PASSAGE PROVIDED »
────────────────────

Using pixel quality parameters for Sentinel 2
Finding datasets
    s2_l2a
Applying pixel quality/cloud mask
Returning 199 time steps as a dask array


## Merge data

**Median of water indices for flood dates minus medians for 2009 - 2019**

In [77]:
water_floods_median_minus_median = \
    s2_water_floods_median_minus_median.compute()

**Water for flood dates**

In [78]:
water_floods = s2_water_floods.compute()

## Mask out the ocean and lakes and obtain the flood hazard map as an xarray

In [79]:
s2_land_mask = s2_water_floods.NDWI.mean('time') < 0.05

In [80]:
from utils.deafrica_utils.deafrica_spatialtools import xr_rasterize

flood_hazard_enc = {0:'No Risk', 1:'Low Risk', 2:'Medium Risk', 3:'High Risk'}
flood_hazard_masks = \
{0: xr_rasterize(dakar_flood_hazard[dakar_flood_hazard['RISKCODE_H']==0], 
                 water_floods).astype(np.bool).where(s2_land_mask, False),
 1: xr_rasterize(dakar_flood_hazard[dakar_flood_hazard['RISKCODE_H']==1], 
                 water_floods).astype(np.bool).where(s2_land_mask, False),
 2: xr_rasterize(dakar_flood_hazard[dakar_flood_hazard['RISKCODE_H']==2], 
                 water_floods).astype(np.bool).where(s2_land_mask, False),
 3: xr_rasterize(dakar_flood_hazard[dakar_flood_hazard['RISKCODE_H']==3], 
                 water_floods).astype(np.bool).where(s2_land_mask, False)}

Rasterizing to match xarray.DataArray dimensions (2712, 3646)
Rasterizing to match xarray.DataArray dimensions (2712, 3646)
Rasterizing to match xarray.DataArray dimensions (2712, 3646)

────────────────────

SUPPLIED MATERIAL »
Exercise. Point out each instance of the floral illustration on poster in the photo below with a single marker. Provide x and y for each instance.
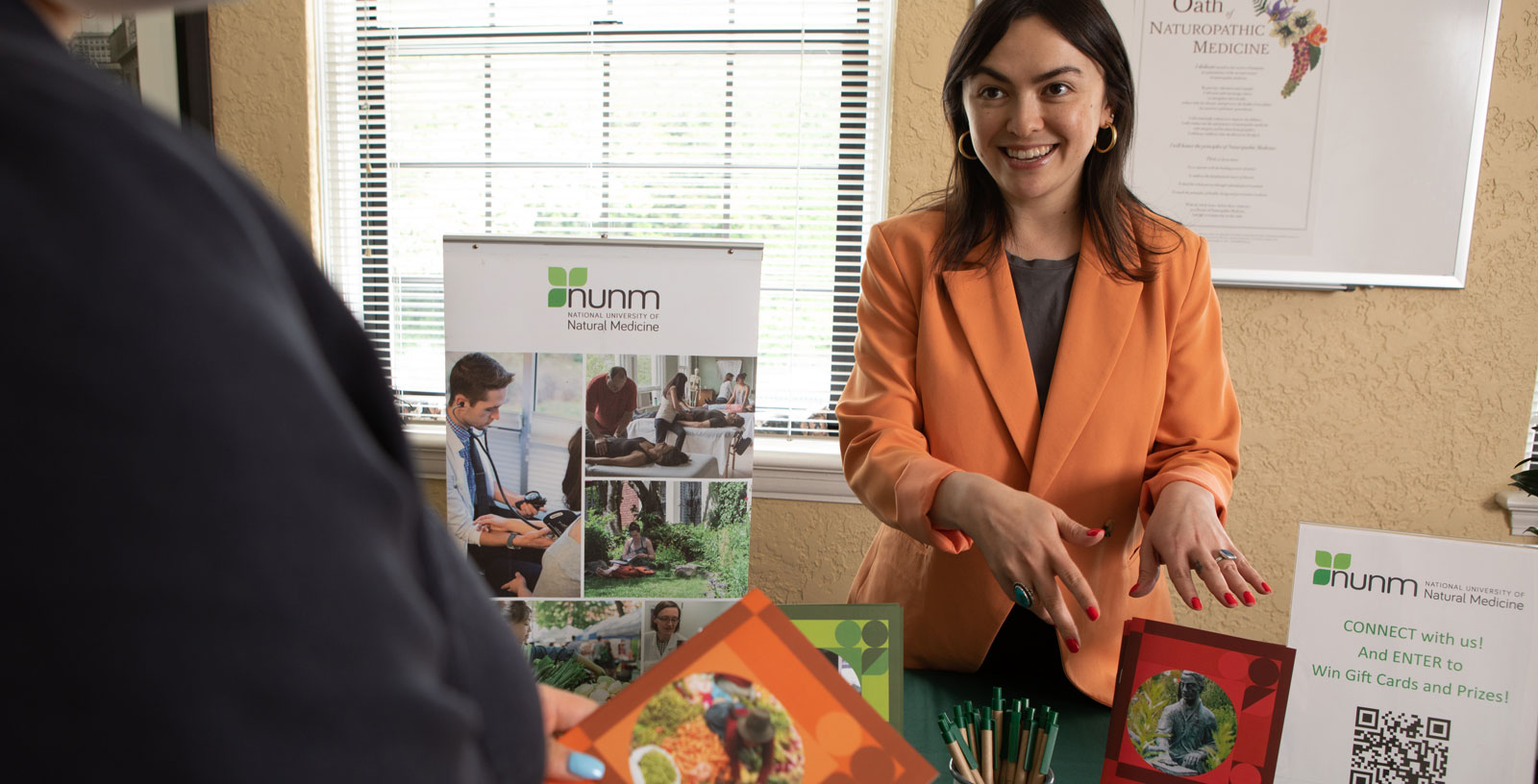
(1299, 30)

────────────────────

TO-DO LIST »
A – From the flood mapping notebook, reproduce the text between "## Merge data" and "water_floods = s2_water_floods.compute()", inclusive.
B – Put this line from the flood mapping notebook into Spanish: "Mask out the ocean and lakes and obtain the flood hazard map as an xarray"
The data that comes after the flood mapping notebook has no part in what you're asked to do.

ANSWERS FOR THE EXERCISE »
A –
## Merge data

**Median of water indices for flood dates minus medians for 2009 - 2019**

In [77]:
water_floods_median_minus_median = \
    s2_water_floods_median_minus_median.compute()

**Water for flood dates**

In [78]:
water_floods = s2_water_floods.compute()

B – Enmascara el océano y los lagos y obtén el mapa de peligro de inundación como un xarray